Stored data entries
════════

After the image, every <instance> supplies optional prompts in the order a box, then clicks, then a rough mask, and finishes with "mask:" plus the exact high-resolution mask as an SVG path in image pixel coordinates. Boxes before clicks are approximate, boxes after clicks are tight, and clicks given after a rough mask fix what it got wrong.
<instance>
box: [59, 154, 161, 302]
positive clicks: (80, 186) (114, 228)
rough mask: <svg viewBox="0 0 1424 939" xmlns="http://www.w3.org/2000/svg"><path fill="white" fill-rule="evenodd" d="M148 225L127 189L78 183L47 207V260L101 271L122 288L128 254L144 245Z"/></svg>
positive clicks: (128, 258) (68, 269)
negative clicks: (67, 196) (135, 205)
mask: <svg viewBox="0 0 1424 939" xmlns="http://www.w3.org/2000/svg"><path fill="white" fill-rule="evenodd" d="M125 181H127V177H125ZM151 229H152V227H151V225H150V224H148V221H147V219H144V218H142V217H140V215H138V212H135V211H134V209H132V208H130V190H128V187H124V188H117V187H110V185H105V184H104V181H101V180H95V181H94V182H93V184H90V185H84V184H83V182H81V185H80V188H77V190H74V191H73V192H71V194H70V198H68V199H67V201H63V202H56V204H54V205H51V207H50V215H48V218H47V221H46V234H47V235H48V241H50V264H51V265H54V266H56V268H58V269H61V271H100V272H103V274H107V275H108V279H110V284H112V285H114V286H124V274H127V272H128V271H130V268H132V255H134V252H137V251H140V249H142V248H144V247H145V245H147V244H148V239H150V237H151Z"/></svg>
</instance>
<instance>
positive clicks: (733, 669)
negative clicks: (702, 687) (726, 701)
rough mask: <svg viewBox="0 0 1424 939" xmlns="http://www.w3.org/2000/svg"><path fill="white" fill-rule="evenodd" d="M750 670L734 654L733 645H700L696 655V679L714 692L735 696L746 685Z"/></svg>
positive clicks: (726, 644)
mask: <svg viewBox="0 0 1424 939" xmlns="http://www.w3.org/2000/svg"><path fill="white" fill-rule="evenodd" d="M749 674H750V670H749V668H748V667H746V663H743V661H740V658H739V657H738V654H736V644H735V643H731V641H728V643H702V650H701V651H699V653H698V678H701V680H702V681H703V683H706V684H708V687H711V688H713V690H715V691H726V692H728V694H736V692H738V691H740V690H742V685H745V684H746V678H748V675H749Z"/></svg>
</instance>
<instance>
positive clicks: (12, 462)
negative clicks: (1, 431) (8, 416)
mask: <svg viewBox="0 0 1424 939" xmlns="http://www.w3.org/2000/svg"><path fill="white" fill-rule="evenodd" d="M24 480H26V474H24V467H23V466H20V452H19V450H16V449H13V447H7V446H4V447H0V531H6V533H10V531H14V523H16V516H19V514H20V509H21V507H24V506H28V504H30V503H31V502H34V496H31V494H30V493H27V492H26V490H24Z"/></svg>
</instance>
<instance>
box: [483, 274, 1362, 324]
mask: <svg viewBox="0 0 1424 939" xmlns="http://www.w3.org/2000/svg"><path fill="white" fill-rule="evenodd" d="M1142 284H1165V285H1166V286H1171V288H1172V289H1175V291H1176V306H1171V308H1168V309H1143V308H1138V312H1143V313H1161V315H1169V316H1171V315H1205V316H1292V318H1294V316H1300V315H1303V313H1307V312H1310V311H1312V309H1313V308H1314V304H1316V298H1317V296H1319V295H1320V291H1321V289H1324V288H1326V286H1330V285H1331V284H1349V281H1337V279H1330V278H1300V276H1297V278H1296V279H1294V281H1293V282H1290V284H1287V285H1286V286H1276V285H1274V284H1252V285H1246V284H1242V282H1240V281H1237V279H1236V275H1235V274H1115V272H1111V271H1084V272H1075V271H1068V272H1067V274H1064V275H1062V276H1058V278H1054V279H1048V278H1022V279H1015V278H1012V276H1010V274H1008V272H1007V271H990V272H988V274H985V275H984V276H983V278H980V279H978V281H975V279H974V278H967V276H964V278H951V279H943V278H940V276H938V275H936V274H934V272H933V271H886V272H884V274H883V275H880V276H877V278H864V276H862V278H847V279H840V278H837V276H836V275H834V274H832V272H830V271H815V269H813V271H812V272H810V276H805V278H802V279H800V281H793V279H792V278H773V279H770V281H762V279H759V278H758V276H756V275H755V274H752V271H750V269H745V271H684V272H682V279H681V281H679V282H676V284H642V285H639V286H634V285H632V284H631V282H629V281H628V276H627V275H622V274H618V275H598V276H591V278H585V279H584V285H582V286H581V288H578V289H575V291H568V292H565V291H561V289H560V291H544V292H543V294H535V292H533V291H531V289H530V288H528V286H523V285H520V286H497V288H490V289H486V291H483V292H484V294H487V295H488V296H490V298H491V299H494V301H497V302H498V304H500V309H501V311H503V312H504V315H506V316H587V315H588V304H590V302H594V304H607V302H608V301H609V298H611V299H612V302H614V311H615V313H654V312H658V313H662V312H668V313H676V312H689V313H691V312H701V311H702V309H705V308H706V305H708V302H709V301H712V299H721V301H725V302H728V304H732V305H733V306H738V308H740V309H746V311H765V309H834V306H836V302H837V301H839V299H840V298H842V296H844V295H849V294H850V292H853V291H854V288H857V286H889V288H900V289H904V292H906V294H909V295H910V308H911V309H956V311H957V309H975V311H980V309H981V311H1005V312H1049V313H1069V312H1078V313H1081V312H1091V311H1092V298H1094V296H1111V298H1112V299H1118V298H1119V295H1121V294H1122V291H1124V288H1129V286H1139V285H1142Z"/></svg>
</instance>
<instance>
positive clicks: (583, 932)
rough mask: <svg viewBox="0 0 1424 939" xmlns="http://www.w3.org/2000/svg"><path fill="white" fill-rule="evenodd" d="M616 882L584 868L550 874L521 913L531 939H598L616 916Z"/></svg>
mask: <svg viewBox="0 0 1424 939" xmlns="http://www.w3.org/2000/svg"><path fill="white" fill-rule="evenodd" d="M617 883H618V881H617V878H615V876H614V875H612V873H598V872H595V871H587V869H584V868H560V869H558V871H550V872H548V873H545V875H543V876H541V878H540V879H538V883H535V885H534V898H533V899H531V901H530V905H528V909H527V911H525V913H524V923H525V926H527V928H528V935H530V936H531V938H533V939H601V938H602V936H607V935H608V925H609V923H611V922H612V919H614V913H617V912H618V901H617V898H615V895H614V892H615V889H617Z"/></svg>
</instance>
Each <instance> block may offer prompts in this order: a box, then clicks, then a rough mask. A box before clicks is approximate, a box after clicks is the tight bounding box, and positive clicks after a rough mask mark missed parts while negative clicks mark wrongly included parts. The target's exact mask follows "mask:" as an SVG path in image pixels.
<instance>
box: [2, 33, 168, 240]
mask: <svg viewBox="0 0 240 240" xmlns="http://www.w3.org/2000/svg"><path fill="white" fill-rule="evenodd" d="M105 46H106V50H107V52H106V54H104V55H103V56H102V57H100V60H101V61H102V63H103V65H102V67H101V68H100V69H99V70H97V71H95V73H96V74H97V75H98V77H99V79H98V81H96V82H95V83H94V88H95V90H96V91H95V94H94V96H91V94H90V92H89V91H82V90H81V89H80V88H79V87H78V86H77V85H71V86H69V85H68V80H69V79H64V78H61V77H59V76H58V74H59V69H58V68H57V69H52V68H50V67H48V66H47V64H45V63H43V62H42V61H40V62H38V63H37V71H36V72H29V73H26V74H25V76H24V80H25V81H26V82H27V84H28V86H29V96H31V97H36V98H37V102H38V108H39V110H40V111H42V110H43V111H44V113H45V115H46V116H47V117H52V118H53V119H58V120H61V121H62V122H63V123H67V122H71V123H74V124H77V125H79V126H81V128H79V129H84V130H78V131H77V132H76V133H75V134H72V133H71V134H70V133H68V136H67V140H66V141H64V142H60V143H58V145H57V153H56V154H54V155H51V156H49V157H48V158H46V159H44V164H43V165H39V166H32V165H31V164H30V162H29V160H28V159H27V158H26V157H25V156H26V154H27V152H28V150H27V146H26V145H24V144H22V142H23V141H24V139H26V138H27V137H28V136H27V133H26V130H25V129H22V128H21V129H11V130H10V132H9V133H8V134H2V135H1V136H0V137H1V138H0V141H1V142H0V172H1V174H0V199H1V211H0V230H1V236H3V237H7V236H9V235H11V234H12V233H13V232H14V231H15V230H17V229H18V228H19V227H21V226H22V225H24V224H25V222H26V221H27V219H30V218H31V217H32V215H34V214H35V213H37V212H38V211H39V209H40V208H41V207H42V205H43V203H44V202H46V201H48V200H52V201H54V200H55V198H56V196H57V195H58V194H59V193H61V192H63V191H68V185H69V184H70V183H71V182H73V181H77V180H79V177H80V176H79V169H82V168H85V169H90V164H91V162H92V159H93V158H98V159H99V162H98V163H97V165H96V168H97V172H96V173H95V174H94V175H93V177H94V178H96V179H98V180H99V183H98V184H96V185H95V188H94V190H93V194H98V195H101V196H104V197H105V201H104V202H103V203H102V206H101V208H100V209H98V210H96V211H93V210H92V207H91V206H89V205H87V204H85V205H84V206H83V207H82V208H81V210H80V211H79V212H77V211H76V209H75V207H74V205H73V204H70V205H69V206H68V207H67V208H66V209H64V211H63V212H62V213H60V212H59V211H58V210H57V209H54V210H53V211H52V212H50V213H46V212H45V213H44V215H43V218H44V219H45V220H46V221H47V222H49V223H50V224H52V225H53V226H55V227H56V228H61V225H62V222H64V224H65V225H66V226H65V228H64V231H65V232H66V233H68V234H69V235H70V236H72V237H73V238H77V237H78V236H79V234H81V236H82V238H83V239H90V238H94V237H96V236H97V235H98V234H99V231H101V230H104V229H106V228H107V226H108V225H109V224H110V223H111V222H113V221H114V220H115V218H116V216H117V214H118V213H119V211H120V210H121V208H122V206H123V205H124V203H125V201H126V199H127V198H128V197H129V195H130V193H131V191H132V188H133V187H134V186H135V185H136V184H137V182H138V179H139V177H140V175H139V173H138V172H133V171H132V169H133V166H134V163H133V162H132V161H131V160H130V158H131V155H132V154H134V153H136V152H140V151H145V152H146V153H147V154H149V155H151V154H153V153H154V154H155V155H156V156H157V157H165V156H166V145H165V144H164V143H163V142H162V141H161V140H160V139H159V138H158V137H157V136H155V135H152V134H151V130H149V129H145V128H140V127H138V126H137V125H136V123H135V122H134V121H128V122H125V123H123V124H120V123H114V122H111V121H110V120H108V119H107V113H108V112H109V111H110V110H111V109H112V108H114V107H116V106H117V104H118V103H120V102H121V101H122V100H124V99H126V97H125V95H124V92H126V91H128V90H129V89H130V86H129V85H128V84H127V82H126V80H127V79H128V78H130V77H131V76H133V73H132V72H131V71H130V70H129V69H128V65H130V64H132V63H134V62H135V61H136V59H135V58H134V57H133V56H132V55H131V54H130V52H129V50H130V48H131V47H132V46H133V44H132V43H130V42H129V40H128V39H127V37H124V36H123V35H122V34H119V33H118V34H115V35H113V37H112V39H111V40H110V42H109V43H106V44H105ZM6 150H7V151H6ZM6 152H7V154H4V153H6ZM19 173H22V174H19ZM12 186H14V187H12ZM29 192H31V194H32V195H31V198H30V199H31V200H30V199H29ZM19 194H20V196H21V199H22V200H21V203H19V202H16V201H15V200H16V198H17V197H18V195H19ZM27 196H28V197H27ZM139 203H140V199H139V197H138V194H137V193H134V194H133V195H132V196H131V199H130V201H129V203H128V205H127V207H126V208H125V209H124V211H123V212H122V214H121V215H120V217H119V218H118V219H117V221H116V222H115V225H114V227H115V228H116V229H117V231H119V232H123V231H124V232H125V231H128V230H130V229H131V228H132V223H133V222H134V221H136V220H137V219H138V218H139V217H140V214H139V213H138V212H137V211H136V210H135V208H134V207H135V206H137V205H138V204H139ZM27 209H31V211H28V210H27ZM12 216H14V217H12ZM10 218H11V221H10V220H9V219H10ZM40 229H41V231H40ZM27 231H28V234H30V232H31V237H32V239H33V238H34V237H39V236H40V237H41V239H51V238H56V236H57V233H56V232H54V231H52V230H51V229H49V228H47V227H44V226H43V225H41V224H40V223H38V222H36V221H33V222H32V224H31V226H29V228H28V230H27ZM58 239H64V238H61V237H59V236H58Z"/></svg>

════════

§ PROBLEM:
Can you rewrite the entries from their start through the line containing "positive clicks: (128, 258) (68, 269)", changing "rough mask" to "coarse mask" and keeping everything else in those lines the same?

§ TASK OUTPUT:
After the image, every <instance> supplies optional prompts in the order a box, then clicks, then a coarse mask, and finishes with "mask:" plus the exact high-resolution mask as an SVG path in image pixel coordinates. Boxes before clicks are approximate, boxes after clicks are tight, and clicks given after a coarse mask fix what it got wrong.
<instance>
box: [59, 154, 161, 302]
positive clicks: (80, 186) (114, 228)
coarse mask: <svg viewBox="0 0 1424 939" xmlns="http://www.w3.org/2000/svg"><path fill="white" fill-rule="evenodd" d="M148 225L127 189L78 183L47 207V260L101 271L122 288L128 254L144 245Z"/></svg>
positive clicks: (128, 258) (68, 269)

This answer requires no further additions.